:: Instruction ::
State how many lines in the items below contain the string "clicks", matching case exactly. Reply with the number alone.

:: Task material ::
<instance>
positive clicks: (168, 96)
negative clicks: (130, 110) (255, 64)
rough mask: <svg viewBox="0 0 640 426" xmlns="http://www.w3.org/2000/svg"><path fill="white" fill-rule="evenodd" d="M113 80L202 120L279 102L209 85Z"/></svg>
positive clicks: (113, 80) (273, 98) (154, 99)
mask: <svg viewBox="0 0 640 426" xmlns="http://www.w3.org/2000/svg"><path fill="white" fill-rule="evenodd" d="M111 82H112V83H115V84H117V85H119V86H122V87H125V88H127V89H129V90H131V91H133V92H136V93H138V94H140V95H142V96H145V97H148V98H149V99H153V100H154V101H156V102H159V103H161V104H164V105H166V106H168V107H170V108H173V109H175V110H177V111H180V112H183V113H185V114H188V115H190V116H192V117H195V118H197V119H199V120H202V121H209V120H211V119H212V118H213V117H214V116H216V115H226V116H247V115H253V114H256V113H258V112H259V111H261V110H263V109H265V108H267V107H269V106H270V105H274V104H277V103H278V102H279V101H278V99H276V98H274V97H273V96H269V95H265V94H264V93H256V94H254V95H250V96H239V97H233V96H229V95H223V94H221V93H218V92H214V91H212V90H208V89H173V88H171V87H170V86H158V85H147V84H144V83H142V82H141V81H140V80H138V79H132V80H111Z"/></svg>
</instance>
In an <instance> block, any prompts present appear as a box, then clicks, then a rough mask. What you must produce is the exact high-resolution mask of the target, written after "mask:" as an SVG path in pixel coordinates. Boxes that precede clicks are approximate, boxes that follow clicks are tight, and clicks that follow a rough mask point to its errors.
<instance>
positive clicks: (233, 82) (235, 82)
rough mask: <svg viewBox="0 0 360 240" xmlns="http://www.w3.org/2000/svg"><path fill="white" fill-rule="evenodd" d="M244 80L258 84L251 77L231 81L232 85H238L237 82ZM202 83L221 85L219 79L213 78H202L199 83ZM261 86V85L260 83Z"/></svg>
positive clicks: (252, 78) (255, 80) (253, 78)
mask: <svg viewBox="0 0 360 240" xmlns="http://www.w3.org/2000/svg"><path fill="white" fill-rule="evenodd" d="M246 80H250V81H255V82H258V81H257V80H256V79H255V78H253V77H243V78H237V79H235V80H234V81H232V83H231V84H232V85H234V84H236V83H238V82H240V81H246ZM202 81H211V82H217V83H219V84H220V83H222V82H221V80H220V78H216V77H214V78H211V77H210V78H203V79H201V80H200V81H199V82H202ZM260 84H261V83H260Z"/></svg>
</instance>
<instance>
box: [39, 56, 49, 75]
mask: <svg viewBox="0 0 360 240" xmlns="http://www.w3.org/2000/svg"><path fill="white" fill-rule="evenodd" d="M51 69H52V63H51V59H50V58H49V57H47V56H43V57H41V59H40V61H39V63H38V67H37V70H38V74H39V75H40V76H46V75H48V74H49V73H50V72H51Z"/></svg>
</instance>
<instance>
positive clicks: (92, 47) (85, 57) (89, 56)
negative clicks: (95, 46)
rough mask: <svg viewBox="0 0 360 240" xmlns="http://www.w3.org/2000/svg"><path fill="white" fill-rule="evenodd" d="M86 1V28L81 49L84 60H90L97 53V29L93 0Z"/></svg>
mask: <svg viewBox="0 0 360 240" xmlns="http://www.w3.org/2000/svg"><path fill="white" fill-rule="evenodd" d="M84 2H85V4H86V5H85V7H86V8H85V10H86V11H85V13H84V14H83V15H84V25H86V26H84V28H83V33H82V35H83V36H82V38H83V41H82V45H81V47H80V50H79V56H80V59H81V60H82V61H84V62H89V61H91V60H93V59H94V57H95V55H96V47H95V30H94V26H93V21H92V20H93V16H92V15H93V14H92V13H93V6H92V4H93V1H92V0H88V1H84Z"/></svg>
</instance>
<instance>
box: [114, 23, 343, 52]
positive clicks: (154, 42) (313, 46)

:: Result below ::
9